# What is asked
Please transcribe every row below word for word, changing nothing.

# Provided entries
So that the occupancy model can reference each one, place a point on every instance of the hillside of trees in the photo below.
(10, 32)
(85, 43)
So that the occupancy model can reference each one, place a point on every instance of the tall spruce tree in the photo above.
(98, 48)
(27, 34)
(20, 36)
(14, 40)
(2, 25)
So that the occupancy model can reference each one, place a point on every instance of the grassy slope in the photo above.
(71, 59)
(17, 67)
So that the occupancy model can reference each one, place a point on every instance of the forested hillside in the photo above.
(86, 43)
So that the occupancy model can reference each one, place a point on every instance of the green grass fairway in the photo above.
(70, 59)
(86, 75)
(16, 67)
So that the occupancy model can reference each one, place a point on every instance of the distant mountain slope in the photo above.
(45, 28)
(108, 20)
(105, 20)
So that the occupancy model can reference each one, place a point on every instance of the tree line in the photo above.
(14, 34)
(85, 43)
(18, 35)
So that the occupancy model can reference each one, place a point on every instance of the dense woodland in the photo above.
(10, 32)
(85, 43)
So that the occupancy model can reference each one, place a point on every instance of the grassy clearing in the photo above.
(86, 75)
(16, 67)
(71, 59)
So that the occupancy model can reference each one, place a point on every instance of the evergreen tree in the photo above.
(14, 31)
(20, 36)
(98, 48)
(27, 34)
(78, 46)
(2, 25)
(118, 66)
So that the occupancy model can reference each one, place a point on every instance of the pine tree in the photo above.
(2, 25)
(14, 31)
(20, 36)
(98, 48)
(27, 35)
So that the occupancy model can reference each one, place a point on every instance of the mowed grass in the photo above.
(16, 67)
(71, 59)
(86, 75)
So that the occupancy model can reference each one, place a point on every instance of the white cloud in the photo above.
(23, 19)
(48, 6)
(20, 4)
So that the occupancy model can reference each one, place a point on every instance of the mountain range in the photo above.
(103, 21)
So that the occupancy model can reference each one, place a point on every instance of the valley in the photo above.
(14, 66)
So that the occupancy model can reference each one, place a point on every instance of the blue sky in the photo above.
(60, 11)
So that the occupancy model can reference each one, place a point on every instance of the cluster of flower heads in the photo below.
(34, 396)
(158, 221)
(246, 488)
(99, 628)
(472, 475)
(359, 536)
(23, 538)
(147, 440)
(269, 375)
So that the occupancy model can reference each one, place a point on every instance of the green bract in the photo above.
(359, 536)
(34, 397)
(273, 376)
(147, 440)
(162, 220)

# Task response
So that the occupancy model can reference each one, place a point on every instance of the hillside of trees in the photo below.
(10, 32)
(85, 43)
So that the occupancy model can reference each one, place a point on every instance of the tall spruce tree in the photo above.
(98, 48)
(27, 34)
(20, 36)
(14, 40)
(2, 25)
So that the occupancy model can reference each one, place a point on every instance of the grassy slope in the photo above.
(71, 59)
(17, 67)
So that the occupancy model can reference each one, place a point on every instance of the forested hillside in the photo above.
(86, 43)
So that the occupancy model can reference each one, place a point on every instance of the green grass fairway in the photo above.
(70, 59)
(86, 75)
(16, 67)
So that the occupancy model can reference each one, place a point on every instance of the distant mountain slope in the photo above.
(45, 28)
(108, 20)
(105, 20)
So that the occupancy model can reference each one, place a point on every instance of the tree line in the photo above.
(14, 34)
(85, 43)
(18, 35)
So that the occupancy model can reference each one, place a point on every instance of the dense woodland in the photo above.
(10, 32)
(85, 43)
So that the occupancy model can reference each one, place a point on every instance of the grassy clearing in the photo above.
(86, 75)
(16, 67)
(71, 59)
So that the occupancy model can reference each one, place a point on every instance of the evergreen tree in the photo above.
(14, 31)
(20, 36)
(98, 48)
(27, 34)
(78, 46)
(2, 25)
(118, 66)
So that the occupancy model can reference each one, place a point on every instance of the pine tree in the photo above.
(2, 25)
(14, 31)
(20, 36)
(98, 48)
(27, 35)
So that the occupancy model can reference each one, place a point on every instance of the mowed grass in the photo above.
(16, 67)
(71, 59)
(86, 75)
So that the occupancy model can reference each one, place a point on every instance of the white cloud in the photo above.
(23, 19)
(48, 6)
(20, 4)
So that the occupancy model can reference each one, place a point on every instance of the mountain range in the photo above.
(103, 21)
So that the occupancy model can reference each one, place a point on every instance of the valley in the photo above.
(14, 66)
So that the occupancy model can reference each one, place a point on every instance of the blue sky in the photo above.
(60, 11)
So that the occupancy model can reference each one, place a point on every instance of the cluster of flower heads in the photo below.
(34, 396)
(158, 221)
(246, 488)
(99, 628)
(472, 475)
(359, 536)
(23, 538)
(147, 440)
(269, 375)
So that the occupancy model can reference each one, place a point on every instance of the green bract in the photo above.
(359, 536)
(34, 397)
(273, 376)
(147, 440)
(162, 220)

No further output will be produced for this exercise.